Climate action and climate resilience are two sides of the same challenge for airports around the world, says ACI | ACI Europe,ACI World,Airport carbon accreditation

Wed 10 Oct 2018 – The number of airports worldwide engaged in the sector’s Airport Carbon Accreditation programme has risen to 246 over the past year, representing a 25% increase over the previous year. Collectively, those airports managed to reduce their CO2 emissions by 347,000 tonnes. The programme has four levels of accreditation and 48 have now achieved the highest carbon neutral status. Of those, 44 airports have reported offsetting 672,000 tonnes of CO2 during the latest year of the programme, which was originally launched by trade body ACI Europe in June 2009. Meanwhile, ACI World has published a policy brief to encourage airports to conduct risk assessments, consider various adaptation measures and develop mitigation strategies for the potential impact of climate change on their infrastructure and operations.

 

“Airports around the world recognise that climate resilience and climate action are two sides of the same challenge,” said Angela Gittens, Director General, ACI World, at last week’s Global Sustainable Aviation Summit in Geneva.

 

The four levels of Airport Carbon Accreditation – mapping, reduction, optimisation and neutrality – are designed to cover all stages of carbon management. The programme is independently administered by consultancy WSP and has the support of the UNFCCC, UNEP, ICAO, US FAA and the European Commission.

 

“Our efforts to empower aviation to address its carbon emissions rely on the participation of as many actors in the sector as possible,” commented Dr Fang Liu, ICAO’s Secretary General. “ICAO follows the progress of ACI’s programme with keen interest. Its growing success – with emissions under the airports’ direct control being reduced by 5.3% in the past year – is worthy of heartfelt congratulations to all involved.”

 

Added Gittens: “The 246 airports now accredited across the four levels welcomed 3.3 billion passengers last year, which represents 44.2% of global passenger traffic. All of those airports engaged in climate action voluntarily.

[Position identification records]
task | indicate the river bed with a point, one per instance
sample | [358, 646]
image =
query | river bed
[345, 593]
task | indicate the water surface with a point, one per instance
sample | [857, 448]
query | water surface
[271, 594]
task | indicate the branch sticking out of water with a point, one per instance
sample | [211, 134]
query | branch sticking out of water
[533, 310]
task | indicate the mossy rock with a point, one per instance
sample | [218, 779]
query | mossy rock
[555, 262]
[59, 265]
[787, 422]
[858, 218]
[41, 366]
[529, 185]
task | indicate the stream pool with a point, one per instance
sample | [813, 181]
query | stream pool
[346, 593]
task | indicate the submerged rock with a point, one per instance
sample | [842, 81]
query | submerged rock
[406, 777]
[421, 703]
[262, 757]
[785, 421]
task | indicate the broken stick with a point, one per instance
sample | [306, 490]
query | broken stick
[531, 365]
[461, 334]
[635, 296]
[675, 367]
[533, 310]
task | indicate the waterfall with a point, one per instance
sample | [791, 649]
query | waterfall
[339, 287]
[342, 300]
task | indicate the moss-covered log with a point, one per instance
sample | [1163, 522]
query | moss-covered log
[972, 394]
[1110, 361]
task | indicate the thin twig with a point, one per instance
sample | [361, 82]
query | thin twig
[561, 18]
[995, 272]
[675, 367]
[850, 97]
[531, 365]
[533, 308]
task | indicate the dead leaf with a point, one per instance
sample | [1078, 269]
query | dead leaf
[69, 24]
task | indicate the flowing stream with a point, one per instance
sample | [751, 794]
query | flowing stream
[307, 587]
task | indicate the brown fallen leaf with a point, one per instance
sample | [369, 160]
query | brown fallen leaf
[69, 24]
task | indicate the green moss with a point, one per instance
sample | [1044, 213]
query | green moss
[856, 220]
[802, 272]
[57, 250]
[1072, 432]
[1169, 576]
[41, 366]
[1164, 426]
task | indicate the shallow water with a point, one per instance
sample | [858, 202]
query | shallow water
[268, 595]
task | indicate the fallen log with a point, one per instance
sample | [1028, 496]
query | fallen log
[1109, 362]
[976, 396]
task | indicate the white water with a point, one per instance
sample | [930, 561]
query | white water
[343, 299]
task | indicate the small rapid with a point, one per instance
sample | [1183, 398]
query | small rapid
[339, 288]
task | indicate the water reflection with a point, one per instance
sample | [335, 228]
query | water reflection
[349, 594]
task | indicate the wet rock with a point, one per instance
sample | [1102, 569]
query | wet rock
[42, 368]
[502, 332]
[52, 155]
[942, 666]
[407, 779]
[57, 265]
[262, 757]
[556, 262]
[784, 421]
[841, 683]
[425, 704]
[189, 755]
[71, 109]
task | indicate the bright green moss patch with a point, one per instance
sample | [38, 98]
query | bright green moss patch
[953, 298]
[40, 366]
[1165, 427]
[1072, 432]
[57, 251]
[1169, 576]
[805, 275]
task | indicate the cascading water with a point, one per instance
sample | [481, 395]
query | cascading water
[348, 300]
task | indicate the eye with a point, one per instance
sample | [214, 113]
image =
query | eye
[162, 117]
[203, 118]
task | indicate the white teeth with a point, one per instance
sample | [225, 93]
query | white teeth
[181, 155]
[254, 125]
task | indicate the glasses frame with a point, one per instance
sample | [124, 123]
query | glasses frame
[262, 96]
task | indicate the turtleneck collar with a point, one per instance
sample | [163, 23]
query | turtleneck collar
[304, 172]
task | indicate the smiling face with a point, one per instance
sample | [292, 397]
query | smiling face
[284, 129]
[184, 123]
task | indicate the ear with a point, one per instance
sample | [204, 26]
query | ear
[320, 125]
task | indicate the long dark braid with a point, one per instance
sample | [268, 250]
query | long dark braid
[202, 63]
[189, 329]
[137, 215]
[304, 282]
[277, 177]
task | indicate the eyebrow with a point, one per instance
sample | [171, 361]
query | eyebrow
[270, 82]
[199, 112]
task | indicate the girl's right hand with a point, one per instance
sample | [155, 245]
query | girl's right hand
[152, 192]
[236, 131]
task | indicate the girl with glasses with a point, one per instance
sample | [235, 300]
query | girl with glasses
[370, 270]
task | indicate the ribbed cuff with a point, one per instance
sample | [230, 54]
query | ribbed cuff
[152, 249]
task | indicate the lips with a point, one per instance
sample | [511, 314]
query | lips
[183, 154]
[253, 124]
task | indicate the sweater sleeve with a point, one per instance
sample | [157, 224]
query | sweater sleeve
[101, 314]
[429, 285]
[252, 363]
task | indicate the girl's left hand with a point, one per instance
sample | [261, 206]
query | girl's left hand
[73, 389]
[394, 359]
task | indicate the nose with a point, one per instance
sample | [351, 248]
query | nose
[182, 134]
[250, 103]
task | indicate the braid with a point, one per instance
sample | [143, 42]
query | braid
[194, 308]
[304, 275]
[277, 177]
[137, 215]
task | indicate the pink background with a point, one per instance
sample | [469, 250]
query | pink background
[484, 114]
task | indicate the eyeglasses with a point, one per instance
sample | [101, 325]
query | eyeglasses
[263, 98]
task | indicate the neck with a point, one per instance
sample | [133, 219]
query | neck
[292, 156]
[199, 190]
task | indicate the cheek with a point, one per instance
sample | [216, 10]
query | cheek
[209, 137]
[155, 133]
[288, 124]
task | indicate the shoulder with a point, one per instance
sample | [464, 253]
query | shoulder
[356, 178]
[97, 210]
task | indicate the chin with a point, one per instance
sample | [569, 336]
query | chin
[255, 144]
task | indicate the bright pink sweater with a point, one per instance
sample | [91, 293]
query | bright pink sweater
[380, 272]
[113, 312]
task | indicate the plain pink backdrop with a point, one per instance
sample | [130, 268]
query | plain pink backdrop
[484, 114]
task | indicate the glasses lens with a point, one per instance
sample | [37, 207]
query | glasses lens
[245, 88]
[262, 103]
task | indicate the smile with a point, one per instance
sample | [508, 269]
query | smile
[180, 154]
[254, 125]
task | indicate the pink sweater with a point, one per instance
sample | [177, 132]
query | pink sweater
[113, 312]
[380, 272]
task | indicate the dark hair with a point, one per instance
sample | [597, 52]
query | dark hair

■ Instruction 1 ■
In the airport carbon accreditation article, begin at the words "The four levels of" and stop after "the European Commission.", giving that passage again with "consultancy" swapped for "firm".
■ Instruction 2 ■
Write the next part of the airport carbon accreditation article, picking up after its final sentence.

■ Written reply 1 ■
The four levels of Airport Carbon Accreditation – mapping, reduction, optimisation and neutrality – are designed to cover all stages of carbon management. The programme is independently administered by firm WSP and has the support of the UNFCCC, UNEP, ICAO, US FAA and the European Commission.

■ Written reply 2 ■
“This collective effort is based on the airports industry making environmental stewardship a priority and it is making a difference. From May 2017 to May 2018, accredited airports succeeded in collectively reducing the CO2 emissions under their direct control by 347,026 tonnes. To put that achievement in perspective, it would take more than 8 million trees planted over 10 years to absorb the equivalent amount of CO2.”

 

A report of Year 9 of the programme has just been published by ACI.

 

The resilience and adaptation policy brief has been produced to support airport operators and help them better understand the risks related to more adverse weather events, and consider conducting risk assessments to define their adaptation plans for both existing and new infrastructure and operations. ACI says it will help airport management teams across different departments through case studies of best practice adopted at airports in Norway, Australia, Hong Kong, Istanbul, Amsterdam and Singapore.

 

It also provides recommendations, an extensive rundown of potential climate stressors and their related potential impacts, and a non-exhaustive list of airports that have already started to work on climate change resilience and adaptation.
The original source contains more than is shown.